随談第400回 波乱と傑作 ―今月の舞台から―

異例ののろのろ台風が居座って大災害を巻き起こしているさなかに開幕したこの月は、舞台の上も波乱続きである。新橋演舞場の秀山祭は三代目又五郎の襲名披露でもあるわけだが、二日目のいわゆる御社日に、披露演目の『車引』で新又五郎にとんだ災難がふりかかった。桜丸に「来い来い来い」と声を掛けて花道を駆け込んだ梅王丸が、吉田社頭の時平の牛車めがけて花道を駆けて出る、筈が、何と後見に支えられて足を引きずって登場し、只事ならずと客席が鎮まり返った。本舞台に来てからも、腕をぶッ違いにして立つ姿勢が取れないのを後見が支えている。苦痛をこらえ、脂汗をかいているのが見て取れる。だが声は凛然と、見事に梅王丸の声である。『車引』の梅王というのは、それでなくとも肉体的に辛いポーズが多いのだが、当然、充分には出来ない。しかしその点はやむなしとすれば、いい梅王、いい『車引』であることは間違いない。幕になると、各社の記者連が劇場の関係者を取り囲んで事情を訊くが、当然ながら、俄かのことであり劇場側もはかばかしい答えはまだ用意できていない。次の染五郎の『石川五右衛門』がすんで終演となると再び、劇場側の話を聞くが、医者には行ったがまだ確定的なことは病院側も発表できない段階であり、明日の舞台がどうなるか、今はまだ何とも、という返事でその日は終った。

既にその前の『沓手鳥孤城落月』では、淀君の芝翫が休んで福助が代役である。芝翫は前日の初日は出たのだという。もともと、夜の部に福助の役がないところを見れば、代役はかねて、かくあることを想定しての備えであったのだろうか?(これは福助に淀君をさせようがための予定の行動だろうと、穿った説を成す者もあるが、しかしそれにしては、初日だけ出勤とはちと早手回し過ぎる。体調不良に違いはあるまい。)

> _作業一覧_
1: この舞台随談について、次の問いに答えてください。
(a) 新又五郎に災難がふりかかったのは公演の何日目か。
(b) 『車引』の次に上演されたのは誰の何という演目か。
(c) 『沓手鳥孤城落月』で淀君の代役を務めたのは誰か。
2: この舞台随談のうち、「随談第400回 波乱と傑作 ―今月の舞台から―」で始まり「体調不良に違いはあるまい。)」で終わる部分を、一字も変えずに再掲してください。
3: 又五郎襲名披露の舞台を扱ったこの舞台随談を、最後の文の後から書き継いでください。
記録はここでの作業に一切関わりません。

> _抽出データ_
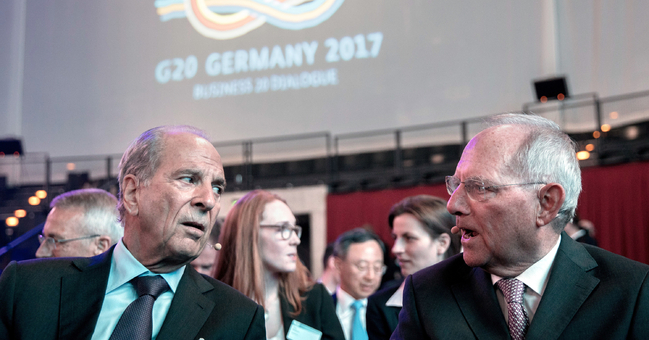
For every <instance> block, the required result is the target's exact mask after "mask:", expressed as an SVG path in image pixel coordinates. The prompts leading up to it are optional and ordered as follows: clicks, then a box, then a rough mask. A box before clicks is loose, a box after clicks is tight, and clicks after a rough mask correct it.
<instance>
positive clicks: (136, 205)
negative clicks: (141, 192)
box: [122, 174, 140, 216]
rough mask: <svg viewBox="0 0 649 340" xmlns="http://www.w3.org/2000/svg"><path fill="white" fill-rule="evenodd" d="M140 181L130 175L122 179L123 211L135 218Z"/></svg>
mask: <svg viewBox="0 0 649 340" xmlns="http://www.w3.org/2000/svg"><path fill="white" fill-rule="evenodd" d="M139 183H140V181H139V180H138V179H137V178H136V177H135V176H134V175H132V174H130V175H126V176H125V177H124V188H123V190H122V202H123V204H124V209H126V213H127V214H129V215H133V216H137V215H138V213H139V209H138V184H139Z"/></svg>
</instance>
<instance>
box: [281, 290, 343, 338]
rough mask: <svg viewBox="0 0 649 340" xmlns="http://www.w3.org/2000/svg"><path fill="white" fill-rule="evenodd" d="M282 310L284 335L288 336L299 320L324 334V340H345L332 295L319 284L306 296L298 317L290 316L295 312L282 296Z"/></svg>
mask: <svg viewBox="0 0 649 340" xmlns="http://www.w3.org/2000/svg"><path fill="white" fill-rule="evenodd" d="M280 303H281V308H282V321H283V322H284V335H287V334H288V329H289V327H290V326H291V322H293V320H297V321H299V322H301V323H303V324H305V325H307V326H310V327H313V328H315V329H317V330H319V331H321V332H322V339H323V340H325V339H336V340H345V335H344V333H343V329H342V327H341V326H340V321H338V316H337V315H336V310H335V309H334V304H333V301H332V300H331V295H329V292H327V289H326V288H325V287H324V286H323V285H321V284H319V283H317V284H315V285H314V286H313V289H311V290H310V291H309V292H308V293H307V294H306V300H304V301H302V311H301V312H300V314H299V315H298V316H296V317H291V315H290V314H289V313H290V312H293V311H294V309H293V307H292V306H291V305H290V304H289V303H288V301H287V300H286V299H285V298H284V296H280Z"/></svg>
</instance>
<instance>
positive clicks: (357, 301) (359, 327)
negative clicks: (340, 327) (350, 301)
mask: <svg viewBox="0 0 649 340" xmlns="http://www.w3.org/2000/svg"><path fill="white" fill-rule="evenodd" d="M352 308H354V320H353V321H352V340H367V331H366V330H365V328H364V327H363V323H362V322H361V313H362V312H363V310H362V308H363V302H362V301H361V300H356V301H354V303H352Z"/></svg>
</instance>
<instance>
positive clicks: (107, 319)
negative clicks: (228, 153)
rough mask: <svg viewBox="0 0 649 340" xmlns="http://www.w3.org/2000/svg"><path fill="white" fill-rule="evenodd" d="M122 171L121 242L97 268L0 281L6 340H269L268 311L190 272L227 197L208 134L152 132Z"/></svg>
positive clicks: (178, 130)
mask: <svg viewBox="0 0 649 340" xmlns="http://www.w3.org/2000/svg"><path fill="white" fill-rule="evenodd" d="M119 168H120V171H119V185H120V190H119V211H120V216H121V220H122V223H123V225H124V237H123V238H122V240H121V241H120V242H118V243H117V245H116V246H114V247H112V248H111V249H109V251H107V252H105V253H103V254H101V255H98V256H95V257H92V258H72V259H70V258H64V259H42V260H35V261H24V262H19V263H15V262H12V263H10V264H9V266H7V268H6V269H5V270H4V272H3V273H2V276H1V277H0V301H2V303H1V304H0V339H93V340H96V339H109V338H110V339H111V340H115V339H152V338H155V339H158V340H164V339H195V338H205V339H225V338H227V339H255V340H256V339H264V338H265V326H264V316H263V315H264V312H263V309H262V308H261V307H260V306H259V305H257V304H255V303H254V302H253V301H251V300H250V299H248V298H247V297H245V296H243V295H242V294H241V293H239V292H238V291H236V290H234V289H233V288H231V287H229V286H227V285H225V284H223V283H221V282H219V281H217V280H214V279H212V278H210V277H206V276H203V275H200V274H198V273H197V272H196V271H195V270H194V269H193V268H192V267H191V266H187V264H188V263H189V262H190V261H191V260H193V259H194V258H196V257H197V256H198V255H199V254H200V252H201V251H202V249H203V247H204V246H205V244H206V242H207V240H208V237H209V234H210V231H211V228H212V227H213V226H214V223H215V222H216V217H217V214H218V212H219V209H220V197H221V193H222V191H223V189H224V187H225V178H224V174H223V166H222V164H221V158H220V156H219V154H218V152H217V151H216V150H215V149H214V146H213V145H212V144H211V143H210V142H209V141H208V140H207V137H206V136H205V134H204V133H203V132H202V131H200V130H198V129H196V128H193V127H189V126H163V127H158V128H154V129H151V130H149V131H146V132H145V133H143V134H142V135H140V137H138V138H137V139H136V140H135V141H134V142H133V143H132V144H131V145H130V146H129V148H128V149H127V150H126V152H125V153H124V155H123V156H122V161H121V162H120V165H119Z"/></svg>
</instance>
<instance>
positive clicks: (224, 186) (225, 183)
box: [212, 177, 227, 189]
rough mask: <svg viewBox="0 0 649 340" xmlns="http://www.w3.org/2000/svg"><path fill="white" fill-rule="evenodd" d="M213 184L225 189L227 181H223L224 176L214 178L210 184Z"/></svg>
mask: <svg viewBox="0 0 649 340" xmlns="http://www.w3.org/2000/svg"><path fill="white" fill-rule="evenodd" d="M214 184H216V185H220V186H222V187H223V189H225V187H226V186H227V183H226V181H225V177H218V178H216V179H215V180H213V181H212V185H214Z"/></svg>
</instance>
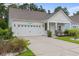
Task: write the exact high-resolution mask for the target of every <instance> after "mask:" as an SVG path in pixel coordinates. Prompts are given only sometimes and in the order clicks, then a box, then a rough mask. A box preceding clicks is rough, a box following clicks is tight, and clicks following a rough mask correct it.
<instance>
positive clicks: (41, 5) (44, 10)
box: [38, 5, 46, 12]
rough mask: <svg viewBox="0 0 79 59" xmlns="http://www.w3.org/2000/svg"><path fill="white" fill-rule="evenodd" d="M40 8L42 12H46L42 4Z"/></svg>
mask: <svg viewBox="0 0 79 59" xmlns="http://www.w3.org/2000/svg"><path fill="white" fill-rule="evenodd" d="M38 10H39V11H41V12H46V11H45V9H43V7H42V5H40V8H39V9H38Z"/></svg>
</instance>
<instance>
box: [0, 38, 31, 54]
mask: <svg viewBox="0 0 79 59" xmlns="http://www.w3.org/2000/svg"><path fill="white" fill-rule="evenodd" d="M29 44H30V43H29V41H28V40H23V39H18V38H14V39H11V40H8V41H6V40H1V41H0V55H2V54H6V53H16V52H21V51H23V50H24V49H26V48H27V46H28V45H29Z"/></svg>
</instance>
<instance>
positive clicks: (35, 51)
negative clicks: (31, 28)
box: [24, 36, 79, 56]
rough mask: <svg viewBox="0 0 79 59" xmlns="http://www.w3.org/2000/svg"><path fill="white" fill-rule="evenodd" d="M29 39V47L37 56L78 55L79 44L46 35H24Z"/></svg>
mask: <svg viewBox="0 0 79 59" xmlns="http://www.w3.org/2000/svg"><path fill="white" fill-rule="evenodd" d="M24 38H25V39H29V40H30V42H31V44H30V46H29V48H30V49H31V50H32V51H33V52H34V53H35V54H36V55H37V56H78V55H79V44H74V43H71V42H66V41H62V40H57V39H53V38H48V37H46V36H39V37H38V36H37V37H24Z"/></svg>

> _番号付き解答_
1:
(a) 二日目(いわゆる御社日)
(b) 染五郎の『石川五右衛門』
(c) 福助

2:
随談第400回 波乱と傑作 ―今月の舞台から―

異例ののろのろ台風が居座って大災害を巻き起こしているさなかに開幕したこの月は、舞台の上も波乱続きである。新橋演舞場の秀山祭は三代目又五郎の襲名披露でもあるわけだが、二日目のいわゆる御社日に、披露演目の『車引』で新又五郎にとんだ災難がふりかかった。桜丸に「来い来い来い」と声を掛けて花道を駆け込んだ梅王丸が、吉田社頭の時平の牛車めがけて花道を駆けて出る、筈が、何と後見に支えられて足を引きずって登場し、只事ならずと客席が鎮まり返った。本舞台に来てからも、腕をぶッ違いにして立つ姿勢が取れないのを後見が支えている。苦痛をこらえ、脂汗をかいているのが見て取れる。だが声は凛然と、見事に梅王丸の声である。『車引』の梅王というのは、それでなくとも肉体的に辛いポーズが多いのだが、当然、充分には出来ない。しかしその点はやむなしとすれば、いい梅王、いい『車引』であることは間違いない。幕になると、各社の記者連が劇場の関係者を取り囲んで事情を訊くが、当然ながら、俄かのことであり劇場側もはかばかしい答えはまだ用意できていない。次の染五郎の『石川五右衛門』がすんで終演となると再び、劇場側の話を聞くが、医者には行ったがまだ確定的なことは病院側も発表できない段階であり、明日の舞台がどうなるか、今はまだ何とも、という返事でその日は終った。

既にその前の『沓手鳥孤城落月』では、淀君の芝翫が休んで福助が代役である。芝翫は前日の初日は出たのだという。もともと、夜の部に福助の役がないところを見れば、代役はかねて、かくあることを想定しての備えであったのだろうか?(これは福助に淀君をさせようがための予定の行動だろうと、穿った説を成す者もあるが、しかしそれにしては、初日だけ出勤とはちと早手回し過ぎる。体調不良に違いはあるまい。)

3:
週が明けて五日に文楽を見る。三日目に当るのだが、『近頃河原の達引』堀川の切りを語っていた源大夫が突如、語るのをやめたので床へ目をやると、白湯汲みの若い大夫に支えられて退場する姿が見えた。肩衣が半ば脱げかかっているが、それに構っているゆとりがないのであろう。藤蔵が演奏を中断し、テンテンテンテンと弾いてつないでいる。と、ついさっき『先代萩』の「御殿」を語り終えたばかりの津駒大夫が現れて床に坐ると、そのまま、中断していた箇所から語り続けた。袴はつけているが肩衣はない。しかし備えがあったと思しく、少しの不安もなく語り終えた。そういえば、源大夫ははじめから顔色が紙のように蒼白だったから、体調が思わしくなかったに違いない。津駒大夫としても用意はあったにしても、まさか肩衣までつけて出るわけにもいかなかったのだろう。

床で語っている最中に不慮の事態が生じた場合のことは、以前、春子大夫が不慮の死を遂げた折、話に聞いてはいたが実際に見たことはない。又五郎の負傷は、アキレス腱断絶とかで翌日からはギプスをはめての出演ということだが、そうなるとむしろ『車引』よりも、『寺子屋』の源蔵が正座できないことの方が本人としてはつらいだろう。昔七代目澤村宗十郎は、巡業先で『五段目』の勘平で「翔ぶがごとくに」花道を駆け込んで揚幕の中で事切れたというが、おそらく異変はすでに花道で起っていて、役者の一念だけで揚幕に駆け込んだのだろうと言われている。又五郎の場合も、異変はたぶん花道の上でであったろう。自身の襲名の興行の二日目のことというのが、いかにも気の毒だ。それにしても今年は、三月十一日のことはいわずもがな、正月早々、富十郎逝去の報で寝覚を起され、その死からまだ一昼夜も経たない内に鷹之資が健気に踊るのを目の当たりにしたのに始まって、なにやら異変が続く。源太夫も又五郎も、病気・怪我だけのことであったのがせめてものことである。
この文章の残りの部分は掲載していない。